Work instructions »
Copy exactly the lines of the material below that run from the one containing "positive clicks: (176, 187) (188, 188)" through the one containing "positive clicks: (415, 297)". Copy no other lines.

----

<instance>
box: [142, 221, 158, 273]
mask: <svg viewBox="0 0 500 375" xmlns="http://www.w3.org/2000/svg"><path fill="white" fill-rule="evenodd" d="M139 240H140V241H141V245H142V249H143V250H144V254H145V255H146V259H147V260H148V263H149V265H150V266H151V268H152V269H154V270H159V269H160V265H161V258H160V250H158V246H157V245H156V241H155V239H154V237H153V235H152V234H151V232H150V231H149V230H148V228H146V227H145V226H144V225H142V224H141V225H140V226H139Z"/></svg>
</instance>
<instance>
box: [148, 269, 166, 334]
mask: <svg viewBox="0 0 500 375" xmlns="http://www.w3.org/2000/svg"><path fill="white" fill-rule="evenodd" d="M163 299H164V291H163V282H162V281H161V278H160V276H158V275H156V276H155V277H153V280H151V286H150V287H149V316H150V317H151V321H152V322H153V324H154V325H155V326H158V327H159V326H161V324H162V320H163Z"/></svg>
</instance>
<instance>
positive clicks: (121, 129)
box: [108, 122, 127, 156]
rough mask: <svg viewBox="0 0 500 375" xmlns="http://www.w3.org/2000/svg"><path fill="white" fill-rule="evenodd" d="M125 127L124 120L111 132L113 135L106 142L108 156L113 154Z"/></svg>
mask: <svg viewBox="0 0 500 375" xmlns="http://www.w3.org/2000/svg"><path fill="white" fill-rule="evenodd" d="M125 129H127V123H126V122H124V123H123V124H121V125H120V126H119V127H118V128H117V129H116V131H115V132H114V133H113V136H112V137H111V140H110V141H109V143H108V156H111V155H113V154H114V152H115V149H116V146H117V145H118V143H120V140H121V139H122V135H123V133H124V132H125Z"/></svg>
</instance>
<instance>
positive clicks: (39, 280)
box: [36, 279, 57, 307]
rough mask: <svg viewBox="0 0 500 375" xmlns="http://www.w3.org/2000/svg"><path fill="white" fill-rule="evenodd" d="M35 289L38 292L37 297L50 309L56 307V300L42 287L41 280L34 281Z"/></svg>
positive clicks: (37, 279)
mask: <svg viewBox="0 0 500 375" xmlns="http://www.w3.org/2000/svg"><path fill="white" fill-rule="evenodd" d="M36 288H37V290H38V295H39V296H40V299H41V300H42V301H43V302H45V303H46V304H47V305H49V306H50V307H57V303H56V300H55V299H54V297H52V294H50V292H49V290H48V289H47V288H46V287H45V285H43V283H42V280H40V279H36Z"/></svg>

----

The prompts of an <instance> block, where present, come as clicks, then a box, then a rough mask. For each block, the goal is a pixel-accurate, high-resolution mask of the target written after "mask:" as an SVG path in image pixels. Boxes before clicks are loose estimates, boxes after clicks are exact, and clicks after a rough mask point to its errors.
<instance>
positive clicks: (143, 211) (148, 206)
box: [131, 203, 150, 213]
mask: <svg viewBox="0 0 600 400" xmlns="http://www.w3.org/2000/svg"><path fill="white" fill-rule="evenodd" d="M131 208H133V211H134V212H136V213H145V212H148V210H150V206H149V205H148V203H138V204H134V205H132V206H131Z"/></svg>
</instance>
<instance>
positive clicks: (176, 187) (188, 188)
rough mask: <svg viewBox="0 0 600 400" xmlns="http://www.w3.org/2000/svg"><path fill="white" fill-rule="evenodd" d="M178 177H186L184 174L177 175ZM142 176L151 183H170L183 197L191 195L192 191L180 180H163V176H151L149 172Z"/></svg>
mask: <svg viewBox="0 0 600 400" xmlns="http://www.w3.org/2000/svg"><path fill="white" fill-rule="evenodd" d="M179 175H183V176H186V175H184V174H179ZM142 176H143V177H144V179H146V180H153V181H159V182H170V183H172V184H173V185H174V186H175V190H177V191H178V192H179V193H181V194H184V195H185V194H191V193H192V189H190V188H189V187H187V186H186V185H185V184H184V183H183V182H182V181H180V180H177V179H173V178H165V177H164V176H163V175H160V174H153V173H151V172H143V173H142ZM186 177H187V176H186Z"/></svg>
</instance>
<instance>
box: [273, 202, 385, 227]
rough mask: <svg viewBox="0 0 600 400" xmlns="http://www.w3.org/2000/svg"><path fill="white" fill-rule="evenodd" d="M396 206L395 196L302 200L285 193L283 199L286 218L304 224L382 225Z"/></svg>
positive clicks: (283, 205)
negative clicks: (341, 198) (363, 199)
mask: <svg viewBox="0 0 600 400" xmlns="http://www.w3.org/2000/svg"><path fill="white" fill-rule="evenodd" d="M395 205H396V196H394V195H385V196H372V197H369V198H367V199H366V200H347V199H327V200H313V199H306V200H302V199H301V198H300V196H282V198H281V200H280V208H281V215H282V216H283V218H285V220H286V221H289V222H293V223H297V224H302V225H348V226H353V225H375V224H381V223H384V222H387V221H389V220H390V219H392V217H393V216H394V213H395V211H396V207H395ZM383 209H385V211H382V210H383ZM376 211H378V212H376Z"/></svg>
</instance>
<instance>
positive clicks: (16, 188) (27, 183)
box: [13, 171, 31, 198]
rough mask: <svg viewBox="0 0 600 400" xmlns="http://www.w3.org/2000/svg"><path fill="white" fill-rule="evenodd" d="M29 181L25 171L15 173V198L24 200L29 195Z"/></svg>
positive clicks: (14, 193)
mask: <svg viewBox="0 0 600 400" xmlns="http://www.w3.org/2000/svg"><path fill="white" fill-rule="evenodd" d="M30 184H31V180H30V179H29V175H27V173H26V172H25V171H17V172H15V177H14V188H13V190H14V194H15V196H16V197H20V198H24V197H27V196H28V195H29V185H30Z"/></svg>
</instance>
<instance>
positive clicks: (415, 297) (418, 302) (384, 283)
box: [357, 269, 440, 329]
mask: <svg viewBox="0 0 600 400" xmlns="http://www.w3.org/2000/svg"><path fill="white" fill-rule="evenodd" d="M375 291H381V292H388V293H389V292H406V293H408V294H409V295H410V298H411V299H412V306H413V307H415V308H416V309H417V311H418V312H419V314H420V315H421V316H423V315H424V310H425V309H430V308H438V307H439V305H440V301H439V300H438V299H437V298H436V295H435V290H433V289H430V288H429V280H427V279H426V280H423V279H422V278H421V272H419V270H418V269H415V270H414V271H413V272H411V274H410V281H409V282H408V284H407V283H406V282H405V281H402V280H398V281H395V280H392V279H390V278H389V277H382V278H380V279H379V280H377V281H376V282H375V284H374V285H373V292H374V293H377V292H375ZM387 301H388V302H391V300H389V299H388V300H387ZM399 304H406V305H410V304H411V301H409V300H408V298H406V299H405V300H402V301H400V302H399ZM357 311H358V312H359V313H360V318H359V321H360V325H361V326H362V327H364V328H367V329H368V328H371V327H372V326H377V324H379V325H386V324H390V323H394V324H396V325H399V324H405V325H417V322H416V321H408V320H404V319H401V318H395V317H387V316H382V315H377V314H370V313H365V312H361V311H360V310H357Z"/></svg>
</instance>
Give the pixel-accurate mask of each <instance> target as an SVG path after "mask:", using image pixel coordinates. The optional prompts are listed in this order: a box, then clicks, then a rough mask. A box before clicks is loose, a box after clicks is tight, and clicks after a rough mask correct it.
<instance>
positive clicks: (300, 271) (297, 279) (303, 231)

----

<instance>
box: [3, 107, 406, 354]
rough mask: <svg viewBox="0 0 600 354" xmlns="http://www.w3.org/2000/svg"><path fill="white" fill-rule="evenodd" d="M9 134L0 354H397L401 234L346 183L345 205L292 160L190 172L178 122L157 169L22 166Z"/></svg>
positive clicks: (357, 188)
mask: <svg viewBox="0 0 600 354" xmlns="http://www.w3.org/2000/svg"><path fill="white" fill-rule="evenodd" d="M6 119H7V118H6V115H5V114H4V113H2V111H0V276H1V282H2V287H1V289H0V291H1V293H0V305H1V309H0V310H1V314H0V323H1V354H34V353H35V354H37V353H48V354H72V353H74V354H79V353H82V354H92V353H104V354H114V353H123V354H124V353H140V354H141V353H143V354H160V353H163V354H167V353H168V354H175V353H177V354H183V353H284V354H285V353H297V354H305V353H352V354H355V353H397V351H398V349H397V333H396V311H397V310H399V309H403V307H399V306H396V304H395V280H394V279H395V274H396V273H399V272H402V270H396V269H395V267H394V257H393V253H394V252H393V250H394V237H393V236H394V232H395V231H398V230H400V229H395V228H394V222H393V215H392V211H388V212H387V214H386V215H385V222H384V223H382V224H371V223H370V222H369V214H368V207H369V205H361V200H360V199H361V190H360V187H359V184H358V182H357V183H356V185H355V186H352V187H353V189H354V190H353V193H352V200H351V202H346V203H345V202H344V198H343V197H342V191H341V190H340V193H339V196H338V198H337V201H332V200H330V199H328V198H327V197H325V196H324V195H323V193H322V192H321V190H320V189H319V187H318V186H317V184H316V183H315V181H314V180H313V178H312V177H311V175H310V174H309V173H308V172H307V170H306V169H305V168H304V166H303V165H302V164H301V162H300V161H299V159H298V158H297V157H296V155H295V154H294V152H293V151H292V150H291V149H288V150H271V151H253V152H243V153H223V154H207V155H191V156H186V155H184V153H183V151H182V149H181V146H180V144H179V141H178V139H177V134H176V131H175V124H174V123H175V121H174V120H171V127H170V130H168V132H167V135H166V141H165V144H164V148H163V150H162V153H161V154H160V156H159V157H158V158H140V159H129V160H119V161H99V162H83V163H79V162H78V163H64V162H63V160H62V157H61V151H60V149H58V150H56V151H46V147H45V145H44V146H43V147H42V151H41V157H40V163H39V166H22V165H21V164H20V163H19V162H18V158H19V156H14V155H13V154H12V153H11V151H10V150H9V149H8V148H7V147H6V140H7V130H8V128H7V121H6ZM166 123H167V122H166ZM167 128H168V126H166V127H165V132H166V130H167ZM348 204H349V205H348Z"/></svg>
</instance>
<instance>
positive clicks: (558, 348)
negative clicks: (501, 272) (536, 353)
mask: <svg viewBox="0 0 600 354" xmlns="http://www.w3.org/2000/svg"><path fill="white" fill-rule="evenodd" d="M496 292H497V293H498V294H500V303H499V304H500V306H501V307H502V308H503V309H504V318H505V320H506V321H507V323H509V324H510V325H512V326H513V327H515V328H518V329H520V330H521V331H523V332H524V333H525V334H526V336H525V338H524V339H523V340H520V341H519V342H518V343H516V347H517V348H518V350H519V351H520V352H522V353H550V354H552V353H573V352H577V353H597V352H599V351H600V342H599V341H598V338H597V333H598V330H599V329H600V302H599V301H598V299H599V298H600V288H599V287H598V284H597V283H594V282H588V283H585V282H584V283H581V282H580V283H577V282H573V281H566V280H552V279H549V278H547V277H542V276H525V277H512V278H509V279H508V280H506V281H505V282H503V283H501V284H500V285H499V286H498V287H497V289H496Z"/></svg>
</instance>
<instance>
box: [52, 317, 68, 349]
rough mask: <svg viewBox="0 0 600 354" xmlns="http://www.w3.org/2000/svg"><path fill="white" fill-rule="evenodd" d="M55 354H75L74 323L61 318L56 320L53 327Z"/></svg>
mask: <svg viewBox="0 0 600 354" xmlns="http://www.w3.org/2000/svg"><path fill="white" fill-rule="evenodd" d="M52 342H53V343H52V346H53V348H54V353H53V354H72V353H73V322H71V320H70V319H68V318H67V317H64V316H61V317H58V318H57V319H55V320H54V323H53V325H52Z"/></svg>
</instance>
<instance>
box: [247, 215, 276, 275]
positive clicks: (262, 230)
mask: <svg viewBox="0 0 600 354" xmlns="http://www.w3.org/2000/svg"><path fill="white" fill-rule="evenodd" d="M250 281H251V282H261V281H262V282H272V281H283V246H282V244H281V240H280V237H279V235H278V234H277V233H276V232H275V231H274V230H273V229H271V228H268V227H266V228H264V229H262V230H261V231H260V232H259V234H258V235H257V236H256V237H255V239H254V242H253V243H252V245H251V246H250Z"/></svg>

----

Result for this task »
positive clicks: (176, 187) (188, 188)
rough mask: <svg viewBox="0 0 600 400" xmlns="http://www.w3.org/2000/svg"><path fill="white" fill-rule="evenodd" d="M178 177H186L184 174L177 175ZM142 176L151 183H170L183 197L191 195L192 191L180 180H163V176H151L149 172Z"/></svg>
mask: <svg viewBox="0 0 600 400" xmlns="http://www.w3.org/2000/svg"><path fill="white" fill-rule="evenodd" d="M179 175H183V176H186V175H184V174H179ZM142 176H143V177H144V179H146V180H153V181H159V182H170V183H172V184H173V185H174V186H175V190H177V191H178V192H179V193H181V194H184V195H185V194H191V193H192V189H190V188H189V187H187V186H186V185H185V184H184V183H183V182H182V181H180V180H177V179H173V178H165V177H164V176H163V175H160V174H153V173H151V172H143V173H142ZM186 177H187V176H186Z"/></svg>
</instance>
<instance>
box: [273, 202, 385, 227]
rough mask: <svg viewBox="0 0 600 400" xmlns="http://www.w3.org/2000/svg"><path fill="white" fill-rule="evenodd" d="M396 206L395 196L302 200L285 193L283 199L286 218L304 224L382 225Z"/></svg>
positive clicks: (283, 205)
negative clicks: (341, 198) (363, 199)
mask: <svg viewBox="0 0 600 400" xmlns="http://www.w3.org/2000/svg"><path fill="white" fill-rule="evenodd" d="M395 205H396V196H394V195H385V196H372V197H369V198H367V199H366V200H347V199H327V200H313V199H306V200H302V199H301V198H300V196H282V198H281V200H280V208H281V215H282V216H283V218H285V220H286V221H289V222H293V223H297V224H302V225H348V226H353V225H375V224H381V223H384V222H387V221H389V220H390V219H392V217H393V216H394V213H395V211H396V207H395ZM383 209H385V211H382V210H383ZM376 211H378V212H376Z"/></svg>
</instance>
<instance>
positive clicks: (16, 188) (27, 183)
box: [13, 171, 31, 198]
rough mask: <svg viewBox="0 0 600 400" xmlns="http://www.w3.org/2000/svg"><path fill="white" fill-rule="evenodd" d="M29 181L25 171L15 173V198L24 200L29 195Z"/></svg>
positive clicks: (14, 193)
mask: <svg viewBox="0 0 600 400" xmlns="http://www.w3.org/2000/svg"><path fill="white" fill-rule="evenodd" d="M30 184H31V180H30V179H29V175H27V173H26V172H25V171H17V172H15V177H14V188H13V190H14V194H15V196H16V197H20V198H24V197H27V196H28V195H29V185H30Z"/></svg>
</instance>
<instance>
positive clicks: (415, 297) (418, 302) (384, 283)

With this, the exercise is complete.